→ THE REQUEST
Your copy of the material below should match it exactly, except that it holds no pictures.

[Object pointing dataset rows]
★ ★ ★

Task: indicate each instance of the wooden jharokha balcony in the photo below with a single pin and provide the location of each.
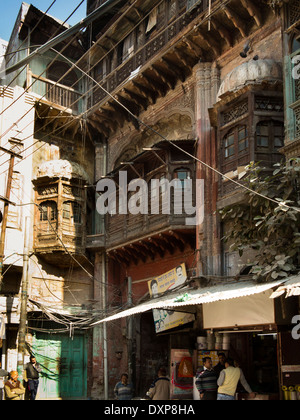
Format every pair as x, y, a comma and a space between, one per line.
151, 47
67, 98
130, 237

★ ★ ★

→ WORKED ANSWER
Task: indicate each instance of the wooden jharokha balcony in the photo below with a single pin and provide the location of each.
Format every pair as x, y, a comma and a space between, one per line.
151, 47
67, 98
130, 237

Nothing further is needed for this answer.